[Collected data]
= Beginning of Section =

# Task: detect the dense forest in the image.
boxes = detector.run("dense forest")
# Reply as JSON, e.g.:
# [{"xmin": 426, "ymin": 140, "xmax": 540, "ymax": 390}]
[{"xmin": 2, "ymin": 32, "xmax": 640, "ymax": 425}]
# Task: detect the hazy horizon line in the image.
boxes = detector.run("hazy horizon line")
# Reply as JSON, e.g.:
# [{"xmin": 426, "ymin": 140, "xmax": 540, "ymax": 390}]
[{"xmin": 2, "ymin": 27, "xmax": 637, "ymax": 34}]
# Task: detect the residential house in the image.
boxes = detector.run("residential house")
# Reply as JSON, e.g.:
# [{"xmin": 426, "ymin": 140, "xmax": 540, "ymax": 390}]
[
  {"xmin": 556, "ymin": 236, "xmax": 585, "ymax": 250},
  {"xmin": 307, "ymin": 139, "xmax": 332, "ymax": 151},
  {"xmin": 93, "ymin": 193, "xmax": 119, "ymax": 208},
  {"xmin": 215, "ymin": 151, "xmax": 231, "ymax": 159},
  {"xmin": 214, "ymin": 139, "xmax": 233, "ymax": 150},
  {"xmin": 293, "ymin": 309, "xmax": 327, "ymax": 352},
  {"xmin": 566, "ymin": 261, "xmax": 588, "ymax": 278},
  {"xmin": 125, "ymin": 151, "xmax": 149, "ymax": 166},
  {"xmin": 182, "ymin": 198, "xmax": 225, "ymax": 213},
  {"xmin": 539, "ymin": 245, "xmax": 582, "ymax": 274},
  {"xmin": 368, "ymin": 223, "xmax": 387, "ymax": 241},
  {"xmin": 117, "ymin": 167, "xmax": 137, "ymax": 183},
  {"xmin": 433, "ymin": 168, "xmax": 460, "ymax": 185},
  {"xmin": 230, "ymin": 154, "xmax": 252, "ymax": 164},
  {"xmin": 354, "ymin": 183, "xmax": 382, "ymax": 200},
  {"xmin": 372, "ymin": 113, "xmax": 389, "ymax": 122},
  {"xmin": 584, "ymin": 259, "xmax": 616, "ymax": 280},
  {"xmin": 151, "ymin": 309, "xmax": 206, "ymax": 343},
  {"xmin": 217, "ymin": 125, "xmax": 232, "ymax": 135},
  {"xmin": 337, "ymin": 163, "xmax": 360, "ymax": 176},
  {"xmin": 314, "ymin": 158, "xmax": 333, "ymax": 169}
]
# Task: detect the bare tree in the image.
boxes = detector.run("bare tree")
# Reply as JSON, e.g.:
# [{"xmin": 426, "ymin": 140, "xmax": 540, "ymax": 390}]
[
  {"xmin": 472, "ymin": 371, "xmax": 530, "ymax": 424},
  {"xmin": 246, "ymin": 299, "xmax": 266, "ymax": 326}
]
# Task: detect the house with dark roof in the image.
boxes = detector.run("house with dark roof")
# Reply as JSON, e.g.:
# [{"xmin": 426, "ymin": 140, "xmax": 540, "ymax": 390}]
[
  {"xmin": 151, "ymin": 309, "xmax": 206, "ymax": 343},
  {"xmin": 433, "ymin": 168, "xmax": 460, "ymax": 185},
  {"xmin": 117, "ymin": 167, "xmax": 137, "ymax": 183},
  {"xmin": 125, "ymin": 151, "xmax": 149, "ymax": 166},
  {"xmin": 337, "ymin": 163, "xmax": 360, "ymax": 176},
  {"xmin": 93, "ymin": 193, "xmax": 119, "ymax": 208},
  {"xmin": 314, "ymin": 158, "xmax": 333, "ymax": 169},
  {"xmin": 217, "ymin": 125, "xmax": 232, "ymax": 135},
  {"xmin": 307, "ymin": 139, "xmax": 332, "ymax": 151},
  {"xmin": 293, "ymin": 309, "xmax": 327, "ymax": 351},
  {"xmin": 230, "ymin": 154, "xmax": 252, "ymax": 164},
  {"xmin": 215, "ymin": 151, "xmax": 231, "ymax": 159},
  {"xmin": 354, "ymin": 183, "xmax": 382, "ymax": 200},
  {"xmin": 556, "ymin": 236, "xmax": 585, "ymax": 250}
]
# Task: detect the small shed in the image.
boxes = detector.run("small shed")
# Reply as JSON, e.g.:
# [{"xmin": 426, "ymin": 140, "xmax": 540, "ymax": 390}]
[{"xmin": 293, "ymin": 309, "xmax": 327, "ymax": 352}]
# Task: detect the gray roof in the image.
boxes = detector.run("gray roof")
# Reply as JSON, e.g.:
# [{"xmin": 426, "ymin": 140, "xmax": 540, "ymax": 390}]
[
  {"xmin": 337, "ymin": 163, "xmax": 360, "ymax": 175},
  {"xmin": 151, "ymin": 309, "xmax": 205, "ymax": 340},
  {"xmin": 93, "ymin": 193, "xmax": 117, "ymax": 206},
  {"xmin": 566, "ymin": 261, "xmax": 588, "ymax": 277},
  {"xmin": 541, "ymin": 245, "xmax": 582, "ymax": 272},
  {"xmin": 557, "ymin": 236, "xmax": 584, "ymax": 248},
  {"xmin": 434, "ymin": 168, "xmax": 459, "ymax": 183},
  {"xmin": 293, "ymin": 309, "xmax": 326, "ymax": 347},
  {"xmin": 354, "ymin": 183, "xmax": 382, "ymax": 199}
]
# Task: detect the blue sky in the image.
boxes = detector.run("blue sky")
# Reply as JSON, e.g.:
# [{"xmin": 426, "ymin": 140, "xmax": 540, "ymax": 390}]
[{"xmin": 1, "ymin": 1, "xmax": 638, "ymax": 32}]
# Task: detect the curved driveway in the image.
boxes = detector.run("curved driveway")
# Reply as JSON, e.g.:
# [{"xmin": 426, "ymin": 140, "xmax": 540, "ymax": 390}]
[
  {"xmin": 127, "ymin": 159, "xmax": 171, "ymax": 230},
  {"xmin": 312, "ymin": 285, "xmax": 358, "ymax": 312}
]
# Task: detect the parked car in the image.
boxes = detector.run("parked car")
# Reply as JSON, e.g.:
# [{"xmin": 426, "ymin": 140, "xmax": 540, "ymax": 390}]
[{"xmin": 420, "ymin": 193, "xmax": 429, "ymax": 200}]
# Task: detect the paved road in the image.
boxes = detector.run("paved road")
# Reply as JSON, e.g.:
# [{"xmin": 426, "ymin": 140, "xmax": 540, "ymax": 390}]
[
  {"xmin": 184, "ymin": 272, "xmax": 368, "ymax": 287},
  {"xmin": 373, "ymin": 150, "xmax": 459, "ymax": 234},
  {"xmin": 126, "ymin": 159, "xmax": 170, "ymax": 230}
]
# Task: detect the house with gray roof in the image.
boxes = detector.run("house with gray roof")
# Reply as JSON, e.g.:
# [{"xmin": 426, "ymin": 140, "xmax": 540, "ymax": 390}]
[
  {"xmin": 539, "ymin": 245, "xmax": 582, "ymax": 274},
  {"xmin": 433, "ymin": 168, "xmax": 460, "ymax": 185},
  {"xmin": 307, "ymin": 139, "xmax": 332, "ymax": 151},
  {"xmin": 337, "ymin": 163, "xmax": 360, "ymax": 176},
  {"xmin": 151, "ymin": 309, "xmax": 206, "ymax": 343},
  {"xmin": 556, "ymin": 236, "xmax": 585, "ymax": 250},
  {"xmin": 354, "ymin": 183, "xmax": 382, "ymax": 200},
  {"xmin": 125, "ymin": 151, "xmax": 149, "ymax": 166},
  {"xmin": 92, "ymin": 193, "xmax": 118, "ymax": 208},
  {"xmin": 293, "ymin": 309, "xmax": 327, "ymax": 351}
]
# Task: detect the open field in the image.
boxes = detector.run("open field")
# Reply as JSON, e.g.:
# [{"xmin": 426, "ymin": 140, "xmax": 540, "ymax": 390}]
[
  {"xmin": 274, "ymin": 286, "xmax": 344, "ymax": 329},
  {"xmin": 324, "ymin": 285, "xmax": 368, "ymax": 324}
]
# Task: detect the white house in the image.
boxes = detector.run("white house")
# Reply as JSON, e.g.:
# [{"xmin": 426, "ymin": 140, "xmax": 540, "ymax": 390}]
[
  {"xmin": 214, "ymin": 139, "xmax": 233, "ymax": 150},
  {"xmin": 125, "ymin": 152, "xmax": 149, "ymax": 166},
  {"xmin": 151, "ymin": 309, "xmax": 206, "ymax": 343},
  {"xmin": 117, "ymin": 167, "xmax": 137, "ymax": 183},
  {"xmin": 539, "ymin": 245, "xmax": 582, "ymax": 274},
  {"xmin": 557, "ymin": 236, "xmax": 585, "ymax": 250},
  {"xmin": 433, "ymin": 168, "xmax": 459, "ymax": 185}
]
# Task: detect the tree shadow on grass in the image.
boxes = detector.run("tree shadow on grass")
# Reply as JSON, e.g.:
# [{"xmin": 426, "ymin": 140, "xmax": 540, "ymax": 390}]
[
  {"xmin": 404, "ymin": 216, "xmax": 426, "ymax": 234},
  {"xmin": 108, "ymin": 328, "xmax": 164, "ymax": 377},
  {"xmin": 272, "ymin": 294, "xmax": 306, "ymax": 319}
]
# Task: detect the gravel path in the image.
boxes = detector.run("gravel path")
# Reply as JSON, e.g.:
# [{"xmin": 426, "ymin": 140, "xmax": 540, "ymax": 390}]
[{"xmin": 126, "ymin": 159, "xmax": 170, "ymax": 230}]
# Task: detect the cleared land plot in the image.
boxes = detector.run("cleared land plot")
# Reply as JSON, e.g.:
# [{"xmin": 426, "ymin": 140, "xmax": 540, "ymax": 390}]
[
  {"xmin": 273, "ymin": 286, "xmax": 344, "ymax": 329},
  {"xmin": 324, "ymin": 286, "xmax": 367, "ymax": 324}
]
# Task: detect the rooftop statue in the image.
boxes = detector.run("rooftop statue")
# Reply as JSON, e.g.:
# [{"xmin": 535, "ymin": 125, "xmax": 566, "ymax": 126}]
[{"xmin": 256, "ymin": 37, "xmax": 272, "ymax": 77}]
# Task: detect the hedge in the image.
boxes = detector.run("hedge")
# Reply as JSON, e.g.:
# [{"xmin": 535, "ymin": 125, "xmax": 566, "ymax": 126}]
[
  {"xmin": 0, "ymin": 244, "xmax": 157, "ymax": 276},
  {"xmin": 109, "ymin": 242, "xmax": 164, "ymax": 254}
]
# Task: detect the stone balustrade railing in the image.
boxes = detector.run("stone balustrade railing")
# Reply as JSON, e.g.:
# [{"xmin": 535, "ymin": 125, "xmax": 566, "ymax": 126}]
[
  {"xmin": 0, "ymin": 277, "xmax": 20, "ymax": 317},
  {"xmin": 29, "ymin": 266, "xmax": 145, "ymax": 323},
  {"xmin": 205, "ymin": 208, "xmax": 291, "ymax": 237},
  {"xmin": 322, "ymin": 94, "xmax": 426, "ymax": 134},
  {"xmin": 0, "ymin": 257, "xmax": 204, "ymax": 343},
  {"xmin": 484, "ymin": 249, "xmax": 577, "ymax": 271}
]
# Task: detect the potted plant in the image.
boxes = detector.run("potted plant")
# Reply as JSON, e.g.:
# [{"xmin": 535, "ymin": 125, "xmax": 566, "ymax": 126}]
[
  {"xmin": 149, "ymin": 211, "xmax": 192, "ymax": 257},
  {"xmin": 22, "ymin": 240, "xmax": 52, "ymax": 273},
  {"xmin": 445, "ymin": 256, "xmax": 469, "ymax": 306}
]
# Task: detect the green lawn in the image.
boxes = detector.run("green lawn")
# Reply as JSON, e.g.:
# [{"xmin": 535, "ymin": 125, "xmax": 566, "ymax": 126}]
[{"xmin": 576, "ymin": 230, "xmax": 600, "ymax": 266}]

= End of Section =

▸ Task: A single figure is required: how many lines above contain the word "with".

▸ Answer section: 4